Required task:
Copy every line of the rows below into a numbered list, skipping blank lines and leaving out the pictures.

───── Data shown ─────

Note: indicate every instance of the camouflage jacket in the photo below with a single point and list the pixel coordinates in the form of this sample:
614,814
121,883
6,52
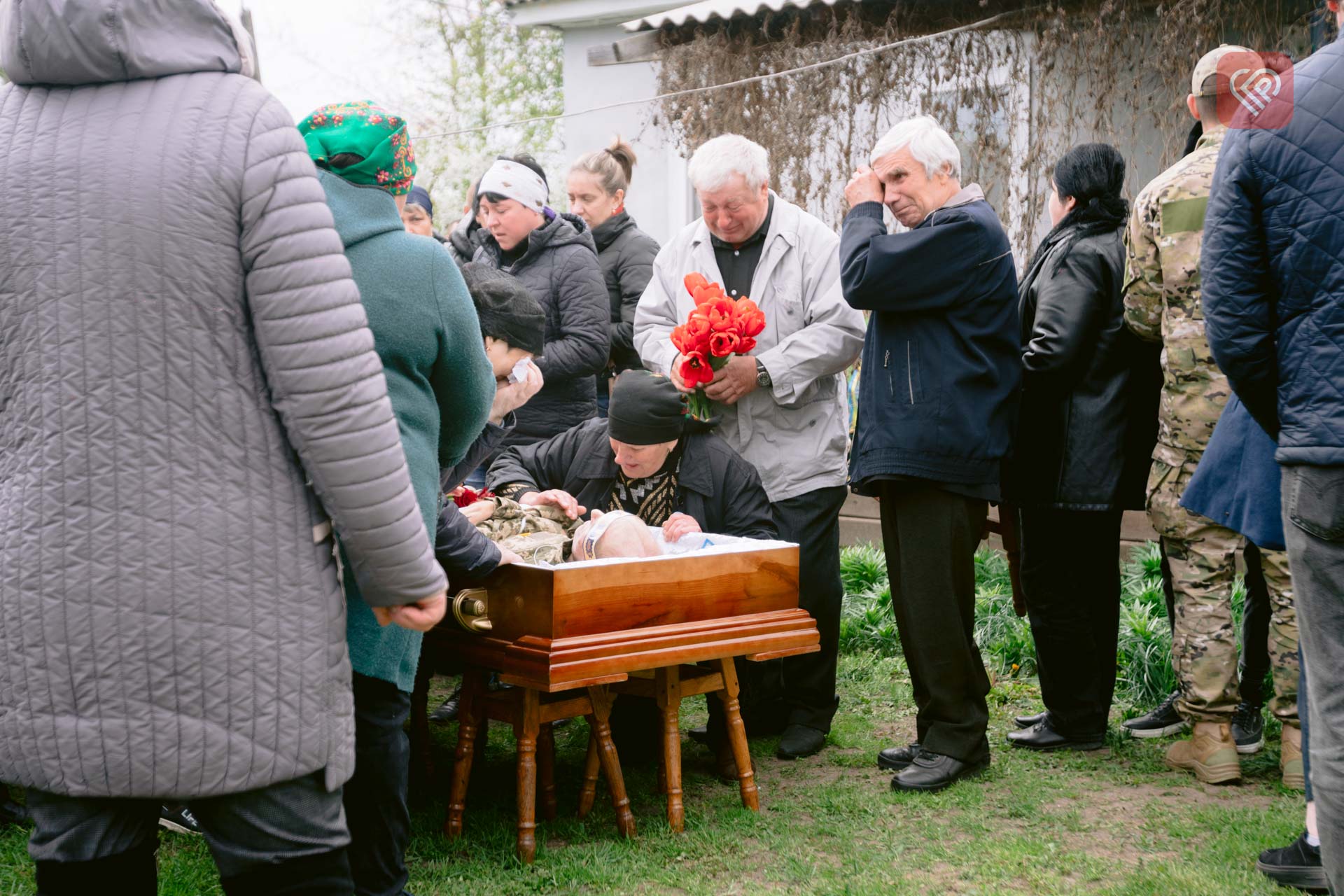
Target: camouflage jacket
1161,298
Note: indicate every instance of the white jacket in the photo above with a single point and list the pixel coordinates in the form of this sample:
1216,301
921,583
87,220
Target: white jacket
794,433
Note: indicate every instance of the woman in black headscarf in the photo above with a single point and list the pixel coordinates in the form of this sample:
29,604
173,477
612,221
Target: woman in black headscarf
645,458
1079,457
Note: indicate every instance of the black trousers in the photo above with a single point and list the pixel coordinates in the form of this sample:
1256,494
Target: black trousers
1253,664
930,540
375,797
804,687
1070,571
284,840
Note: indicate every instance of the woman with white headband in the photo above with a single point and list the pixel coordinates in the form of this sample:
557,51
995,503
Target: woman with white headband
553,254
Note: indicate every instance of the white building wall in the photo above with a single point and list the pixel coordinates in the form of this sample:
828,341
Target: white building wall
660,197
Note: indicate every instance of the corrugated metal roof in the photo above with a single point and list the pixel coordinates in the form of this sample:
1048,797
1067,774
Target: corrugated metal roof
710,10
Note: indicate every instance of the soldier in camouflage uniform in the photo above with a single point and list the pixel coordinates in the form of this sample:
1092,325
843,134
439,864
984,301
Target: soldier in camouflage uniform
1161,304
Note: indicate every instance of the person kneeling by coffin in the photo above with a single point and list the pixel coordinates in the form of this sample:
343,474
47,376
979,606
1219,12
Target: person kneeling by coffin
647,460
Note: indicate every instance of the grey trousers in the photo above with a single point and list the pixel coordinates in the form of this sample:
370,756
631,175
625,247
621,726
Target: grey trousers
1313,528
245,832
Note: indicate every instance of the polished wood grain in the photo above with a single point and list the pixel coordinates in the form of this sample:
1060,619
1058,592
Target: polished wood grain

─────

Answer to this problem:
1. Note: indicate every instance of the camouflage jacket in the photo below with a single point and list the pixel coordinates in the form of this sample:
2. 614,814
3. 121,883
4. 6,52
5. Target: camouflage jacket
6. 1161,298
7. Note: indicate every instance of the white jacket in the photo above with a single point and list the pixel coordinates in the form of this sample:
8. 1216,301
9. 921,583
10. 87,220
11. Target: white jacket
12. 794,433
13. Note: indicate every instance of the woman in black headscarf in the photo above with a single point and list the pixel coordinates in the form of this sample:
14. 29,604
15. 173,477
16. 612,221
17. Target: woman in black headscarf
18. 645,458
19. 1079,457
20. Note: indicate every instance of the black trousers in the photo above with a single point and list the pixel coordinates in the form of this sample:
21. 1256,494
22. Target: black trousers
23. 1253,664
24. 930,540
25. 375,797
26. 804,687
27. 1070,571
28. 284,840
29. Note: indicate every instance of the woman with white headband in the photo above with a single point and list the pixel coordinates in the form of this sample:
30. 557,51
31. 995,503
32. Target: woman with white headband
33. 553,254
34. Note: indicate every instance of the white building wall in the photo above with a single point and list the pixel coordinates in the form of this sample:
35. 828,341
36. Target: white building wall
37. 660,197
38. Note: indicate every instance of the corrugated metal roof in the photo above with a single point and list the pixel coordinates in the form of this sample:
39. 1048,797
40. 1067,774
41. Target: corrugated metal roof
42. 710,10
43. Note: indicate every instance of the soldier in camouflage uniform in the photo above with a single point and list the pixel coordinates in the form of this sample:
44. 1092,325
45. 843,134
46. 439,864
47. 984,301
48. Target: soldier in camouflage uniform
49. 1161,304
50. Note: indicate every instance of the person kneeling by coffin in the photo above with a single point and list the pixel coordinates in the form of this sample:
51. 343,474
52. 47,376
53. 979,606
54. 1219,12
55. Target: person kneeling by coffin
56. 647,460
57. Note: indicate every instance of the grey trousers in the photo above with a single point and list the pixel coordinates in the form of this sample:
58. 370,756
59. 631,175
60. 625,247
61. 621,726
62. Target: grey trousers
63. 1313,528
64. 245,832
65. Note: indicate every instance of the polished wood grain in the photo above with a single point and list the pixel coordinates in the form of this sample:
66. 1060,619
67. 1058,592
68. Target: polished wood grain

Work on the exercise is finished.